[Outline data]
==========

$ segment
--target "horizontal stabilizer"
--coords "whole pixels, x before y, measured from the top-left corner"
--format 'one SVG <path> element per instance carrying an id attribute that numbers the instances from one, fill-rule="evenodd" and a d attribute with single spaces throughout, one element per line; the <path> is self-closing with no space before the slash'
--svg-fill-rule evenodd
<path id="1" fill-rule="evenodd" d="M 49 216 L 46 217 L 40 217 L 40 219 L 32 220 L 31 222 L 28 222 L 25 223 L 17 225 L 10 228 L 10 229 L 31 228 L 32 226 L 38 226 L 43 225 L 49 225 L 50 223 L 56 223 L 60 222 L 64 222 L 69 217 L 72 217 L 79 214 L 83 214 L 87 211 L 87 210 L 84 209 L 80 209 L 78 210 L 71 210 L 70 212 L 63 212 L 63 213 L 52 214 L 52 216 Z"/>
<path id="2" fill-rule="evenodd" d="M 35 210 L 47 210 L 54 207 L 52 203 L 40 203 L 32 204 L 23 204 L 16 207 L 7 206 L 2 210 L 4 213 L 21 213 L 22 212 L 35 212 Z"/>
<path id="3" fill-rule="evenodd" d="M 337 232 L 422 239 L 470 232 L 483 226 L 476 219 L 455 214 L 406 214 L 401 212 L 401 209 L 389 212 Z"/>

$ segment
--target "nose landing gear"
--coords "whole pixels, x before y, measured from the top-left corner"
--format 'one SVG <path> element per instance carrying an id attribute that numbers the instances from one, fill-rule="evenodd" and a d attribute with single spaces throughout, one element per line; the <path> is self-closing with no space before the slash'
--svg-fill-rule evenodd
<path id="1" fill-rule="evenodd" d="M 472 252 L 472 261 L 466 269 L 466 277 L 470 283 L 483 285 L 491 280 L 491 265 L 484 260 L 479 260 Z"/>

==========

### Work required
Please repeat every line of the data above exactly as it appears.

### Exercise solution
$ segment
--target "horizontal stabilizer"
--coords "whole pixels, x before y, measured from the top-left corner"
--format 'one SVG <path> element per instance carrying an id attribute that numbers the instances from one, fill-rule="evenodd" and a d attribute with single spaces throughout, one element per line; the <path> is self-closing with no space before the slash'
--svg-fill-rule evenodd
<path id="1" fill-rule="evenodd" d="M 49 216 L 46 217 L 40 217 L 40 219 L 32 220 L 31 222 L 28 222 L 25 223 L 17 225 L 10 228 L 10 229 L 31 228 L 32 226 L 38 226 L 43 225 L 49 225 L 50 223 L 56 223 L 60 222 L 64 222 L 69 217 L 72 217 L 79 214 L 83 214 L 87 211 L 87 210 L 84 209 L 80 209 L 78 210 L 71 210 L 70 212 L 63 212 L 63 213 L 52 214 L 52 216 Z"/>
<path id="2" fill-rule="evenodd" d="M 35 210 L 47 210 L 54 207 L 52 203 L 40 203 L 32 204 L 23 204 L 16 207 L 7 206 L 2 210 L 4 213 L 21 213 L 22 212 L 35 212 Z"/>
<path id="3" fill-rule="evenodd" d="M 337 232 L 422 239 L 470 232 L 483 226 L 476 219 L 455 214 L 406 214 L 401 212 L 401 209 L 389 212 Z"/>

$ segment
--target "nose landing gear"
--coords "whole pixels, x before y, measured from the top-left corner"
--format 'one SVG <path> element per instance carrying an id attribute that numbers the instances from one, fill-rule="evenodd" and a d attribute with single spaces throughout, one element per line; the <path> is self-closing with no space before the slash'
--svg-fill-rule evenodd
<path id="1" fill-rule="evenodd" d="M 472 252 L 472 261 L 466 269 L 466 277 L 470 283 L 483 285 L 491 280 L 491 265 L 484 260 L 479 260 Z"/>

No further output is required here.